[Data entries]
====
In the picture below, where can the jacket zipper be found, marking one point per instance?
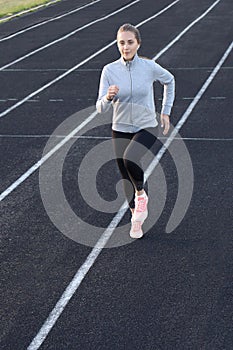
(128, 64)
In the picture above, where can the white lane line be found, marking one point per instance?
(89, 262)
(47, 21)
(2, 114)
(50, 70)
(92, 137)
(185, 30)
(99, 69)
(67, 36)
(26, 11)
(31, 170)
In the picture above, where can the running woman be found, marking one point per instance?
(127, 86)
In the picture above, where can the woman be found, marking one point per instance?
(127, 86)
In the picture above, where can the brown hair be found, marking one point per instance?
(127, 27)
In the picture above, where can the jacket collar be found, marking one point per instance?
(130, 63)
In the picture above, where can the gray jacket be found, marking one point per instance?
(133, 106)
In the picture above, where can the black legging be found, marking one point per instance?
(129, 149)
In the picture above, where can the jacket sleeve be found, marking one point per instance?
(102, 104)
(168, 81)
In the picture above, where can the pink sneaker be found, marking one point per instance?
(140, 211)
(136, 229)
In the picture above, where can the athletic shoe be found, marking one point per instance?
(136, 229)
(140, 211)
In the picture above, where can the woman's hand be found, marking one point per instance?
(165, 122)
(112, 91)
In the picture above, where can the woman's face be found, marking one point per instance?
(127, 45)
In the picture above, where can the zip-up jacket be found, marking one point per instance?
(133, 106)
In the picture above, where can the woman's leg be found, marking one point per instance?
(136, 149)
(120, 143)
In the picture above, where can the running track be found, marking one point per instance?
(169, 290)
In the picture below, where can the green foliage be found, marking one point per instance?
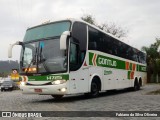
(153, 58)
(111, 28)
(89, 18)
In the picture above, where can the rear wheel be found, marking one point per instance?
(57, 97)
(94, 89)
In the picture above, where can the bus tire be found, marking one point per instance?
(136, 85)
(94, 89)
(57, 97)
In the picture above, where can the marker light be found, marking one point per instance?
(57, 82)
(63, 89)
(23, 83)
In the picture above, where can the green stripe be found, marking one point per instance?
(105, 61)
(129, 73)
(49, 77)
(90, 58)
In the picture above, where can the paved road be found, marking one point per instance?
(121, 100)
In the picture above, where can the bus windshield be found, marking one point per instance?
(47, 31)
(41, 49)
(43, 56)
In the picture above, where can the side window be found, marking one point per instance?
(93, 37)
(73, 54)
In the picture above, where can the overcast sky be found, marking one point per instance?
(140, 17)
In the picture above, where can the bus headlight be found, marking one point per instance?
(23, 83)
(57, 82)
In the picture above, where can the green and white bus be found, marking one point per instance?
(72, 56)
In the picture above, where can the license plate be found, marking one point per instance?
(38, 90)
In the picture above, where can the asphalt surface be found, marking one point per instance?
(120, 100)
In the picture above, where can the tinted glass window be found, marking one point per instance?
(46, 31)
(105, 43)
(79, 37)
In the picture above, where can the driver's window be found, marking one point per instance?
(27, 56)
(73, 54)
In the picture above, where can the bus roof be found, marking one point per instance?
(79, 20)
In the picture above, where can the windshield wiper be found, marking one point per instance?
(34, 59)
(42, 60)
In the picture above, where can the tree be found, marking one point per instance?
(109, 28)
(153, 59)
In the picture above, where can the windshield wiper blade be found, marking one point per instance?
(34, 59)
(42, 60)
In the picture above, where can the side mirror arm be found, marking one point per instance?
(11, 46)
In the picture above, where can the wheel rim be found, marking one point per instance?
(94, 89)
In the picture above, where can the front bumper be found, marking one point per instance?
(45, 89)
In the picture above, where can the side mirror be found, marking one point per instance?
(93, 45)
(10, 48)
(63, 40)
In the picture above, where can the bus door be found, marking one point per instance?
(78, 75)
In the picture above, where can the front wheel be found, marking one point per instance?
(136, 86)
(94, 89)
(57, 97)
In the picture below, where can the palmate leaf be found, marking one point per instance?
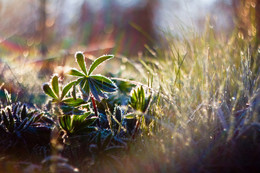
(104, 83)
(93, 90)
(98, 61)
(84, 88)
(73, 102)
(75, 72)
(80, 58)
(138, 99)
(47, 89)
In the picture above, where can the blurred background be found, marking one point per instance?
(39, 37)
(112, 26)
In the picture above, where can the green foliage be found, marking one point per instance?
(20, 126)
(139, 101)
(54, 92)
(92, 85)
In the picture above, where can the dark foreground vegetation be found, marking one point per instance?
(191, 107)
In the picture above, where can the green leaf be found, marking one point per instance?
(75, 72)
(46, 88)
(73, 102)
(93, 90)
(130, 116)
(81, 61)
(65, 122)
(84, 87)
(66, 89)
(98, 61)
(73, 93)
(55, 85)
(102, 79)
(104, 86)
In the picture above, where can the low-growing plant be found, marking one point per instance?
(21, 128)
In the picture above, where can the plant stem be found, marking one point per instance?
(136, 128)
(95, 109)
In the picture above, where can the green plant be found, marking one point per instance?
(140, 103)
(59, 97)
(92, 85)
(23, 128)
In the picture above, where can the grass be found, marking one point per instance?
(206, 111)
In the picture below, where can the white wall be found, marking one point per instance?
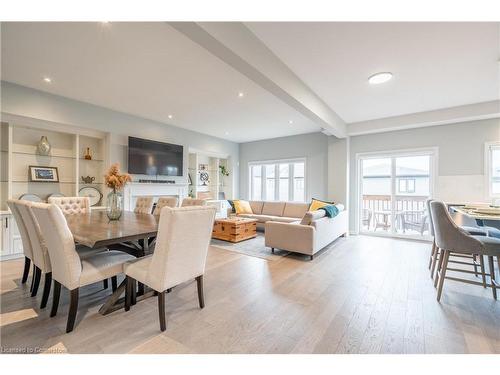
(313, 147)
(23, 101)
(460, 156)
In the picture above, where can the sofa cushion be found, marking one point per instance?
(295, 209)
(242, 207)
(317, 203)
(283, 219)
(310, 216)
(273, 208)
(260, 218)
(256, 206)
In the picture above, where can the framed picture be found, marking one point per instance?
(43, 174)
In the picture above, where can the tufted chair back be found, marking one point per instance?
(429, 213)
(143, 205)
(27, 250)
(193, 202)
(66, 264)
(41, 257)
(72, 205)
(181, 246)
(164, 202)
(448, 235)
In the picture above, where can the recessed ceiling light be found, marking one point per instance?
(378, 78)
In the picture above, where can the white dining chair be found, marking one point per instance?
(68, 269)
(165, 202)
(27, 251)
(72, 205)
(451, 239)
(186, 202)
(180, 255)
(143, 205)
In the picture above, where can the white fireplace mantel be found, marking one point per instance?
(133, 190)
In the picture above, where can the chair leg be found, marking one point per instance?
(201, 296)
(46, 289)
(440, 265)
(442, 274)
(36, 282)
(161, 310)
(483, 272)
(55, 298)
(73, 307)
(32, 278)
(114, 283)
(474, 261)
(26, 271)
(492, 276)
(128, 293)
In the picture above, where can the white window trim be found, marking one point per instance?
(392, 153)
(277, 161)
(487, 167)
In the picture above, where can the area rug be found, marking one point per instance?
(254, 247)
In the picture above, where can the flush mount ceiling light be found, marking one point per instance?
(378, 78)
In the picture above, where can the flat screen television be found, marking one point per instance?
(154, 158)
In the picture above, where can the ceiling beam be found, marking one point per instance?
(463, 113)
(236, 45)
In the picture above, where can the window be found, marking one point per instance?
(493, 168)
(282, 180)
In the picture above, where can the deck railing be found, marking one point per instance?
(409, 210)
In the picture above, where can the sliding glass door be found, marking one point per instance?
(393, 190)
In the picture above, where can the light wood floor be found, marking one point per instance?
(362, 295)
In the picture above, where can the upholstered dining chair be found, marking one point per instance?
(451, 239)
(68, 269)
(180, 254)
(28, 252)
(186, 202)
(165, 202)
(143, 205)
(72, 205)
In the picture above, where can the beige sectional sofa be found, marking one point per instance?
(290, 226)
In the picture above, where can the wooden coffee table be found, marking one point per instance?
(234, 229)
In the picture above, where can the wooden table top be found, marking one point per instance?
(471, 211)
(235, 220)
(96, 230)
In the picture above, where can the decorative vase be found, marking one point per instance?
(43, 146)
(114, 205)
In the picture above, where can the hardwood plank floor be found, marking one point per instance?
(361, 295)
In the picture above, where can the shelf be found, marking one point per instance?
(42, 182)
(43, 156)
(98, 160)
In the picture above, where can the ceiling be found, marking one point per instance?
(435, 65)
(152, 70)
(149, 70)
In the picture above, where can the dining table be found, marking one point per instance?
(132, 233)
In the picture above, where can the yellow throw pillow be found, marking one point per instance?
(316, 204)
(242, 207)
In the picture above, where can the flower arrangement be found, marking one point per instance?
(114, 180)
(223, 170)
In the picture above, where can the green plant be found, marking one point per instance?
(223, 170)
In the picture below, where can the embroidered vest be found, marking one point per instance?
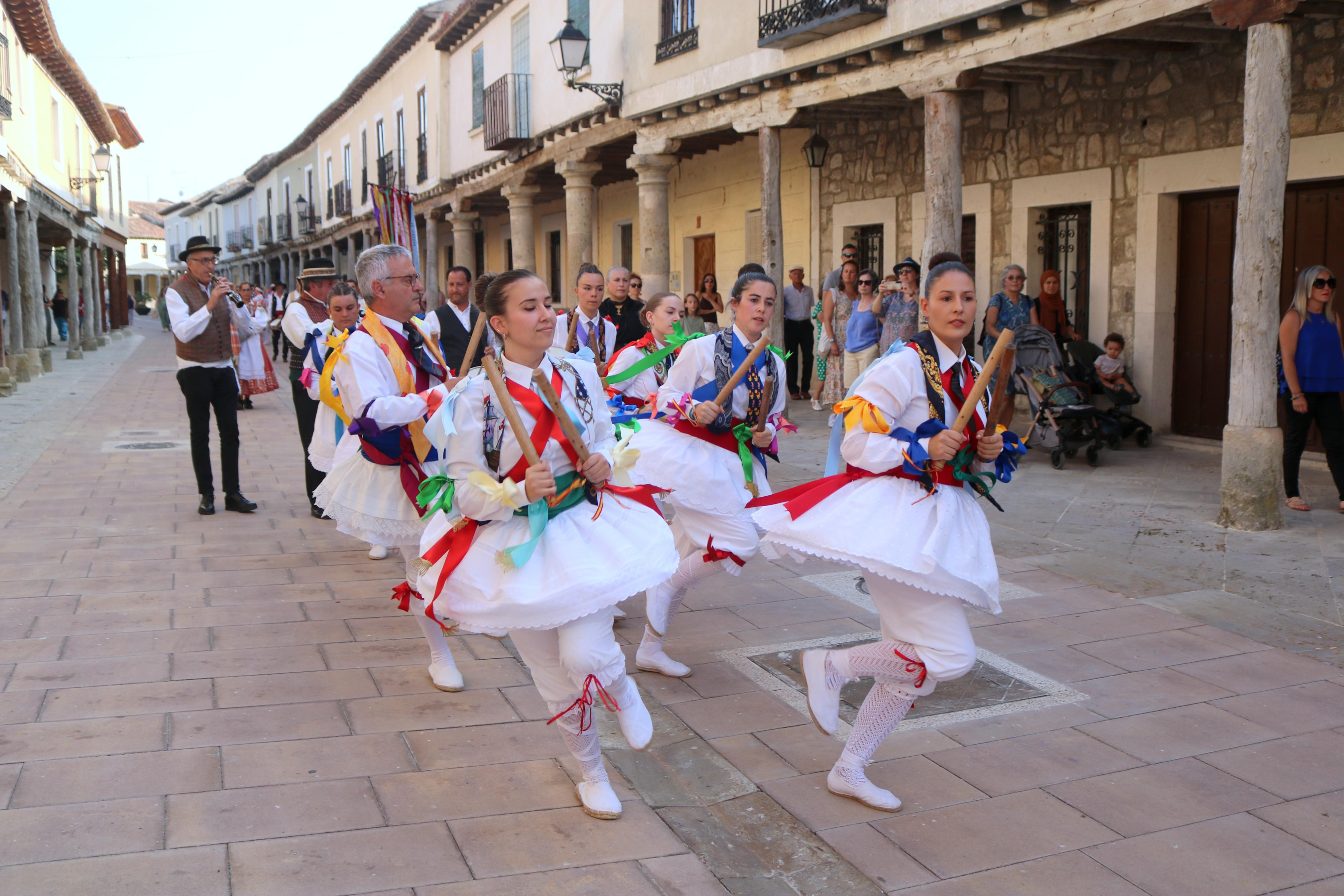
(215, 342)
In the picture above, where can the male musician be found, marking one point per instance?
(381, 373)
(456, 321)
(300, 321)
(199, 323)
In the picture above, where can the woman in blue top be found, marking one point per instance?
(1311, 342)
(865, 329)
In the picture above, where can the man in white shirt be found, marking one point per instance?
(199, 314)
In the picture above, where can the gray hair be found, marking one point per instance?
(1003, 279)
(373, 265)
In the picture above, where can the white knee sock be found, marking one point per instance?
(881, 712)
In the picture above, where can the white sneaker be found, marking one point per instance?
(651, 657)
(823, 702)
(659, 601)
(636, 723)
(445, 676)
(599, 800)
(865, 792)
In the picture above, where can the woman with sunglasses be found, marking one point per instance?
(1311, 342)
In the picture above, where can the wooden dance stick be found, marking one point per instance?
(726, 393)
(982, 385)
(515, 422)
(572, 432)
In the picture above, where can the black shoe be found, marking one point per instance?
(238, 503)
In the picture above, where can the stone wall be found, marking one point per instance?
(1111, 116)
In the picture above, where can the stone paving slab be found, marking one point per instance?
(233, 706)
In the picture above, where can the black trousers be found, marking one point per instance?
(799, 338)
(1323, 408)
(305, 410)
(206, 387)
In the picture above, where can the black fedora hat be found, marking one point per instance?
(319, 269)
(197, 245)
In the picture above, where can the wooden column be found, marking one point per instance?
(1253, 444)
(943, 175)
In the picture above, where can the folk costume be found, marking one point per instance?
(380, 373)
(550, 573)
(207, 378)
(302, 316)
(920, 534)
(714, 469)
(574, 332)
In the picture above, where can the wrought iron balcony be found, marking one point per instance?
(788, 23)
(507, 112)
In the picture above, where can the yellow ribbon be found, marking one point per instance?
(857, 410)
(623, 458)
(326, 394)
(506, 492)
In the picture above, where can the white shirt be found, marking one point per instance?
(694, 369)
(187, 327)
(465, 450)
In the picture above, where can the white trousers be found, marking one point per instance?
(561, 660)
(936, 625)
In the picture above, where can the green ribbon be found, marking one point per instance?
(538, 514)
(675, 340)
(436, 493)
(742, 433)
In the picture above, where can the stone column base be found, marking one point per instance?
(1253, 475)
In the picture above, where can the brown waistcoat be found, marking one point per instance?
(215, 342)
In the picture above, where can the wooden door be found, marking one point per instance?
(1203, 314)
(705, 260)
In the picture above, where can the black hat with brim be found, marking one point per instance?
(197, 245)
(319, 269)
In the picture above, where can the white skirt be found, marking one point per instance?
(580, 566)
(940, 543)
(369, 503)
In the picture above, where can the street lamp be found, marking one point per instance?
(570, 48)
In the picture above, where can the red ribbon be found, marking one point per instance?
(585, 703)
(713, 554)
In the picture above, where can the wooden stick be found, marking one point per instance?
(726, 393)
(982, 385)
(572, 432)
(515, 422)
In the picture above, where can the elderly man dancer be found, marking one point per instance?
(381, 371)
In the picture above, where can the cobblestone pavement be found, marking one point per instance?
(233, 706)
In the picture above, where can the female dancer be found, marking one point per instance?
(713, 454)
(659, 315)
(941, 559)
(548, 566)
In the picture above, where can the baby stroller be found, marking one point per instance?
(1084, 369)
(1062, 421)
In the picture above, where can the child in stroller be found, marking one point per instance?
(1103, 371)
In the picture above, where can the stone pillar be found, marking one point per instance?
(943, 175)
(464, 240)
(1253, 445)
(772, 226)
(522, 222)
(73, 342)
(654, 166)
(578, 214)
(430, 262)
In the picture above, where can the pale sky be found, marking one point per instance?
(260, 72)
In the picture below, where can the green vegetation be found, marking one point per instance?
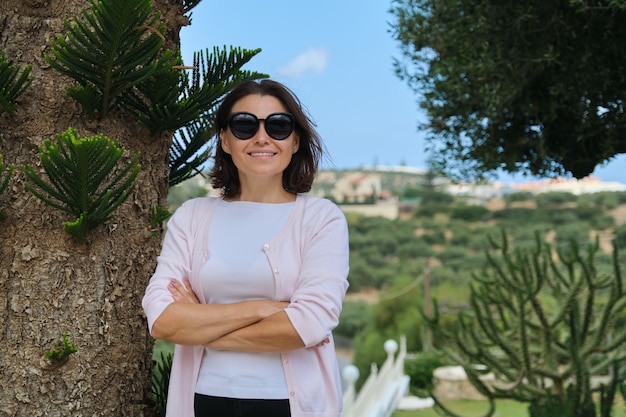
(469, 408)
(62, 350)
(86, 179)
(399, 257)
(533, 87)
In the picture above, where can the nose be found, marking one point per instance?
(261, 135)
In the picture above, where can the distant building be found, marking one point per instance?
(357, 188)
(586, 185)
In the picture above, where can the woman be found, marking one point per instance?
====
__Required action__. From the line that contains "In the picture above, where can the baby" to the last line of the records above, copy each line exactly, both ends included, and leave the pictures out.

__Completed exercise__.
In the picture above, where can the baby stroller be found, marking one point per instance?
(1084, 369)
(1062, 421)
In the picture above, where can the child in stroller be found, marking one point per instance?
(1103, 371)
In the picture above, where can the stone pillar be found, marking one point per instance?
(943, 175)
(464, 240)
(1253, 445)
(772, 226)
(522, 222)
(73, 342)
(654, 166)
(578, 214)
(430, 262)
In the picture above, where can the pale sky be found, marking one point per instance?
(260, 72)
In the picture below, where can the green vegetation be found, marking one point per instance?
(469, 408)
(62, 350)
(86, 179)
(399, 257)
(533, 87)
In the picture above, where can the nose be found, marking one point per instance?
(261, 135)
In the picture above, where can the distant building be found, marking one point per instance?
(357, 188)
(586, 185)
In the picture above, where can the woman be found, marking one point per instance?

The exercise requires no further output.